Directions for this task: Copy the items below line for line, changing nothing.

Entries from a point annotation set:

================================

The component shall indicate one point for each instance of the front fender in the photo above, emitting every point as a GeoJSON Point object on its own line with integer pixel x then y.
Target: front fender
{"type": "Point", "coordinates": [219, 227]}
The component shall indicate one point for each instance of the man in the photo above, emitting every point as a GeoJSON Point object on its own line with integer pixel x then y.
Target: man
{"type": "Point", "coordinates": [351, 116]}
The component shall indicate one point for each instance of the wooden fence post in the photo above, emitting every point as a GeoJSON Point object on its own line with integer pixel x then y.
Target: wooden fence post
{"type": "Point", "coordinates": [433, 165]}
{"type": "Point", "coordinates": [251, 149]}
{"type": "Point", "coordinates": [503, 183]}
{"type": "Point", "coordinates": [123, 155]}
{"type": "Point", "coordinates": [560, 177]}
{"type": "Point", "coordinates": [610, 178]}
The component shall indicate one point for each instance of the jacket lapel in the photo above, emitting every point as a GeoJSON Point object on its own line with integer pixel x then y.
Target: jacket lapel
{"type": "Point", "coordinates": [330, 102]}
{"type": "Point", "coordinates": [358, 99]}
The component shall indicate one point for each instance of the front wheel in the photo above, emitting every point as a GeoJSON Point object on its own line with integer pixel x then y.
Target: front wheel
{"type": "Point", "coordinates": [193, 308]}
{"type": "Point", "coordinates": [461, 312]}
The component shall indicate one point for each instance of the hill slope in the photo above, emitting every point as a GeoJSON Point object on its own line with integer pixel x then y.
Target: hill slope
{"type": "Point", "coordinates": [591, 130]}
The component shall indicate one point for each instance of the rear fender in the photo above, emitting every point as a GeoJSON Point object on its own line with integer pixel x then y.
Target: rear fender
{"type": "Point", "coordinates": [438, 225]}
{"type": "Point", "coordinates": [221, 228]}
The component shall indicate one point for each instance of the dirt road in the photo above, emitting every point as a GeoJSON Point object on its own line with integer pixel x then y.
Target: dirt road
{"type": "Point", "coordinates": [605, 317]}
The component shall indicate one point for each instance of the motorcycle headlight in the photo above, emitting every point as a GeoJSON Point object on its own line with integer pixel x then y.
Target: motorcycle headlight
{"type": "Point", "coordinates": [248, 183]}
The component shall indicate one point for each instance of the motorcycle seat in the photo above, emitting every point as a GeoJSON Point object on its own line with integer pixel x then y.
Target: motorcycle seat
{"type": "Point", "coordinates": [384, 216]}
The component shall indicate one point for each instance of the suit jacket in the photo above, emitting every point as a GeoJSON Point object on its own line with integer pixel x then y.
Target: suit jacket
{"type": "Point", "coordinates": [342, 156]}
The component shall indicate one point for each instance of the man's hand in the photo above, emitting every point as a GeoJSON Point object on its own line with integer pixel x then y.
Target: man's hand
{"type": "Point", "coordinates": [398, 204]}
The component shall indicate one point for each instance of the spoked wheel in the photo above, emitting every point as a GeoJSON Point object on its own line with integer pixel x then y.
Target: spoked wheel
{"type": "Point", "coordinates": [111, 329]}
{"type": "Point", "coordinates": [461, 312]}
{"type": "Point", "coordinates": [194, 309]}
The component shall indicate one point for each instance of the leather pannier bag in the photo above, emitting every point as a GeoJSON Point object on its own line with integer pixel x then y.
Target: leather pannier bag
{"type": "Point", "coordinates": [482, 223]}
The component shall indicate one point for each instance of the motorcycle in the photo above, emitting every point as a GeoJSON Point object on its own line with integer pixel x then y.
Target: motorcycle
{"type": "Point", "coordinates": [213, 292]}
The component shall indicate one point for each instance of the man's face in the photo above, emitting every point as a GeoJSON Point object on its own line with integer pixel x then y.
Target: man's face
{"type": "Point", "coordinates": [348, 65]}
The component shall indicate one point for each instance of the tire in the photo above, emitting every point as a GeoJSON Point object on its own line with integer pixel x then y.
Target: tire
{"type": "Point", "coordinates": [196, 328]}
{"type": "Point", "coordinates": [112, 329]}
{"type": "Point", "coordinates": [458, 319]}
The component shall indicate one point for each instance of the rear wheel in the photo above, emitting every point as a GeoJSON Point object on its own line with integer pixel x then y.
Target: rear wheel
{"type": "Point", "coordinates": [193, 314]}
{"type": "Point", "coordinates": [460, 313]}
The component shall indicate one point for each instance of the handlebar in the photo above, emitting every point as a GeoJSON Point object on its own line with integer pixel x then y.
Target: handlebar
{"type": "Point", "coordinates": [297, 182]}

================================

Solution to this exercise:
The component shall indicate one point for each instance of the front fender in the photo above, emitting every point as a GeoJSON Point object on its own line with integer pixel x then y.
Target: front fender
{"type": "Point", "coordinates": [219, 227]}
The component shall indicate one point for each instance of the man in the photo above, emitting every point as a GeoJSON Point object on its own line with integer pixel x then y.
Target: man
{"type": "Point", "coordinates": [351, 116]}
The component shall indicate one point for each instance of the wooden fence post in the photo above, emitting every point as a GeoJSON Point object on its own line with integer pixel x then y.
Target: wooden fence post
{"type": "Point", "coordinates": [433, 165]}
{"type": "Point", "coordinates": [251, 149]}
{"type": "Point", "coordinates": [503, 183]}
{"type": "Point", "coordinates": [123, 155]}
{"type": "Point", "coordinates": [560, 177]}
{"type": "Point", "coordinates": [610, 178]}
The component shall indicate one point for each instance of the jacket lapel in the photo above, emitting every point as a GeoJSON Point object on its own line with integer pixel x then y.
Target: jacket lapel
{"type": "Point", "coordinates": [330, 102]}
{"type": "Point", "coordinates": [358, 99]}
The component shall indicate one point for each instance of the front wheel in the photo above, emitting every point as a GeoJSON Point object on its own line with integer pixel x then y.
Target: front wheel
{"type": "Point", "coordinates": [193, 308]}
{"type": "Point", "coordinates": [461, 312]}
The component shall indicate one point for each instance of the hill slope in the photo above, emitting every point as a GeoJSON Point object on its own line with integer pixel x then y.
Target: hill slope
{"type": "Point", "coordinates": [591, 130]}
The component shall indicate one point for each instance of the rear fender in the photo above, emitting every point as a GeoJSON Point object on its own line with integer pixel x then y.
Target: rear fender
{"type": "Point", "coordinates": [438, 225]}
{"type": "Point", "coordinates": [221, 228]}
The component shall indicate one point for each instance of the dirt road in the photo above, emitting every point as a GeoJSON Point object on its own line with integer pixel x then y.
Target: dirt road
{"type": "Point", "coordinates": [605, 317]}
The component shall indicate one point for each instance of the motorcycle headlight in the photo above, emitting every point as a GeoJSON Point object on its own line with integer pixel x then y.
Target: motorcycle headlight
{"type": "Point", "coordinates": [248, 183]}
The component shall indicate one point for each instance of the motorcycle seat in the photo above, emitting every point as a GeoJSON Point object on its own line with integer pixel x then y.
Target: motorcycle seat
{"type": "Point", "coordinates": [384, 216]}
The component shall indicate one point for each instance of the suit jacket in the photo above, emitting every point as a GeoJSON Point object on its own line with integer pixel x then y.
Target: suit jacket
{"type": "Point", "coordinates": [342, 156]}
The component shall indicate one point for each instance of the man's hand in the photo above, emitting every point as a GeoJSON Point object on its own line with integer pixel x then y.
Target: man's hand
{"type": "Point", "coordinates": [398, 204]}
The component shall indicate one point for each instance of the spoked wheel in the photo above, emitting every point as a GeoJSON Point object on its own line with integer pixel x then y.
Target: spoked wheel
{"type": "Point", "coordinates": [111, 329]}
{"type": "Point", "coordinates": [461, 312]}
{"type": "Point", "coordinates": [194, 309]}
The component shall indicate one point for each instance of the leather pannier bag in the photo above, emitting every point as a GeoJSON Point object on its own line with integer pixel x then y.
Target: leather pannier bag
{"type": "Point", "coordinates": [482, 223]}
The component shall indicate one point for each instance of the motorcycle in the photo above, emitting every point as a GeoJSON Point object on its own line with integer pixel x then y.
Target: motorcycle
{"type": "Point", "coordinates": [213, 292]}
The component shall indicate one point for each instance of the man's face in the photo above, emitting every point as a GeoJSON Point object on its own line with integer pixel x then y.
Target: man's face
{"type": "Point", "coordinates": [348, 65]}
The component shall indicate one point for each instance of the tire in the photo above, emitting every point as a GeoJSON Point object on its own line with integer pixel x then y.
Target: tire
{"type": "Point", "coordinates": [196, 328]}
{"type": "Point", "coordinates": [112, 329]}
{"type": "Point", "coordinates": [458, 319]}
The component shall indicate one point for each instance of the rear wheel in the photo above, emitting every point as a GeoJSON Point object on its own line with integer pixel x then y.
Target: rear wheel
{"type": "Point", "coordinates": [193, 314]}
{"type": "Point", "coordinates": [460, 313]}
The component shall indicate one point for each instance of the handlebar in the photo above, emitting every point as a GeoJSON Point object on its own line with integer pixel x then y.
Target: handlebar
{"type": "Point", "coordinates": [297, 182]}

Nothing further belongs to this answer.